Figure 7B illustrates a second example message 720 including the codewords or portions that did not decode correctly as well as concatenated MPDUs. Message 720 includes a CW-RETX field 725 that includes an indicator indicating that message 720 includes a retransmission of codewords or portions that did not decode correctly and that message 720 includes at least one new MPDU transmission. The indicator may be a multi-value indicator, with a first value indicating that the message includes a retransmission of codewords or portions that did not decode correctly and the at least one new MPDU, and a second value indicating that the message does not include a retransmission of codewords or portions that did not decode correctly. Message 720 also includes a data portion 726 that includes the codewords or portions that did not decode correctly.

Message 720 also includes at least one new MPDU, e.g., MPDUs 730 and 731.

Although shown in Figure 7B as being concatenated to the end of data portion 726, the at least one new MPDU may be placed between CW-RETX field 725 and data portion 726. Alternatively, the at least one new MPDU may be placed before CW-RETX field 725. Therefore, the discussion of the at least one new MPDU being at the end of data portion 726 should not be construed as being limiting to the scope or spirit of the example embodiments.

In an embodiment, when LDPC encoding is used, the LDPC parameters (such as number of information, shortening, puncturing, and repetition bits within each LDPC codeword, as well as the number and value of the pre-FEC bits) are known to both the transmitting device and the receiving device. Furthermore, the LDPC parameters are fixed or remain constant for a specified consecutive number of transmissions. Therefore, both the transmitting device and the receiving device can keep track of the LDPC parameters for new and retransmitted codewords.

In an embodiment, each newly transmitted MPDU (and its respective codewords or portions) is encoded using a different set of LDPC parameters (such as shortening, puncturing, repetition, and pre-FEC bits). Hence, new MPDUs are encoded in a manner similar to existing IEEE 802.11 standards. The LDPC parameters used for new transmissions and retransmissions may be different, however.

THE TASKS:
A. List every numbered part that the page extract gives for message 720, with its reference number.
B. Rename "receiving device" to "receiver" in the page extract and write out everything from "In an embodiment, when" down to "and retransmitted codewords." with that change.
Use only the page extract to answer.

ENTRIES PROVIDED:
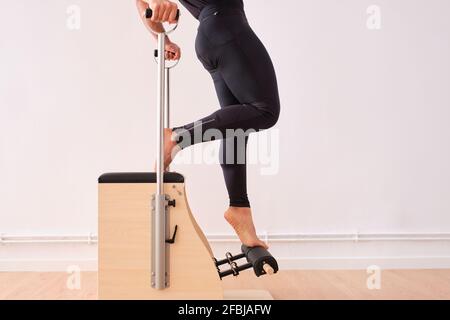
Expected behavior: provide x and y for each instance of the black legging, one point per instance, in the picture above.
(246, 85)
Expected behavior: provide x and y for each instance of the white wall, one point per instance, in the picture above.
(364, 135)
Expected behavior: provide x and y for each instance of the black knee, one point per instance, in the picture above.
(270, 113)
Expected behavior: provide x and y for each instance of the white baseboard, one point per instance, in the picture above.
(304, 263)
(362, 263)
(47, 265)
(293, 252)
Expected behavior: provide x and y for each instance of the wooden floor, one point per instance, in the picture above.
(398, 284)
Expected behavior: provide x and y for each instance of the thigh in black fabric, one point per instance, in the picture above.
(221, 28)
(224, 94)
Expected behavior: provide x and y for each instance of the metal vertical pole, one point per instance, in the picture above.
(159, 228)
(167, 100)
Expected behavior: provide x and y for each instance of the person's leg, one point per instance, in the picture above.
(233, 160)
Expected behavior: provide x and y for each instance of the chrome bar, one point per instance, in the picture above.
(159, 221)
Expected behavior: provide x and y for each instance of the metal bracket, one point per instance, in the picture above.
(168, 203)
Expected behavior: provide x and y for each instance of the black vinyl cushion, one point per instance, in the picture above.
(139, 177)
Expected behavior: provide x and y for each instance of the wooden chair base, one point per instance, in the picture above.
(125, 244)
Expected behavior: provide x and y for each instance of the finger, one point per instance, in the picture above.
(167, 11)
(173, 13)
(156, 12)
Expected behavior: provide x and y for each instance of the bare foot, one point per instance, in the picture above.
(171, 148)
(242, 222)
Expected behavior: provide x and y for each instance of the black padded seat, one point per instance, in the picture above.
(139, 177)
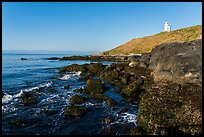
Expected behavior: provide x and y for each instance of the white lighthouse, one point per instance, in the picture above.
(167, 27)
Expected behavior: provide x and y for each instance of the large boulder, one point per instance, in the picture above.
(177, 62)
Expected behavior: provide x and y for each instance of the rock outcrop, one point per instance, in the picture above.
(173, 104)
(177, 62)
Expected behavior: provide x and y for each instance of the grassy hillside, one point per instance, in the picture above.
(146, 44)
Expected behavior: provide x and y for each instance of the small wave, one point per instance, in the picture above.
(6, 98)
(67, 76)
(130, 118)
(125, 118)
(38, 87)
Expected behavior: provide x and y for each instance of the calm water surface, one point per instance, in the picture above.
(47, 115)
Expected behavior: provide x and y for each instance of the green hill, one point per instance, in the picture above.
(146, 44)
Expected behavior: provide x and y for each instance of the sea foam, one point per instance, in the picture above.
(67, 76)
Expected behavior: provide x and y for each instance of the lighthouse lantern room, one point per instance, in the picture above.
(167, 27)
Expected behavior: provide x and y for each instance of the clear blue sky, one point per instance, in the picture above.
(89, 26)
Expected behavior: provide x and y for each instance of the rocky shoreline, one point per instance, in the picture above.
(165, 84)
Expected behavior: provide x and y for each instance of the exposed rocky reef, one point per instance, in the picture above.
(165, 83)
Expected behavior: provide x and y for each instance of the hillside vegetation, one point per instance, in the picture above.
(146, 44)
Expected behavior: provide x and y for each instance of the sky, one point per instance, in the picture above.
(89, 26)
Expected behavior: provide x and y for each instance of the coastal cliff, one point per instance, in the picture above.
(146, 44)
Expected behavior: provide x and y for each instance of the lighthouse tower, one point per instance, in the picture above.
(167, 27)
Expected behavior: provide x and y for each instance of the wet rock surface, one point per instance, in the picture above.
(28, 98)
(165, 83)
(177, 62)
(75, 111)
(77, 99)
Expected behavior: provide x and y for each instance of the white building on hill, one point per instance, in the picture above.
(167, 27)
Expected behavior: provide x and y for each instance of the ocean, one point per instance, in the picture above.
(46, 117)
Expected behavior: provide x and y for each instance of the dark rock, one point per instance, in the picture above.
(76, 99)
(75, 111)
(18, 122)
(109, 76)
(85, 76)
(80, 90)
(24, 59)
(131, 92)
(110, 102)
(137, 131)
(51, 90)
(73, 68)
(94, 86)
(123, 110)
(97, 96)
(49, 112)
(164, 107)
(94, 68)
(118, 86)
(2, 94)
(66, 86)
(108, 120)
(27, 98)
(177, 62)
(53, 58)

ANSWERS TO THE EXERCISES:
A. CW-RETX field 725, data portion 726, MPDU 730, MPDU 731

B.
In an embodiment, when LDPC encoding is used, the LDPC parameters (such as number of information, shortening, puncturing, and repetition bits within each LDPC codeword, as well as the number and value of the pre-FEC bits) are known to both the transmitting device and the receiver. Furthermore, the LDPC parameters are fixed or remain constant for a specified consecutive number of transmissions. Therefore, both the transmitting device and the receiver can keep track of the LDPC parameters for new and retransmitted codewords.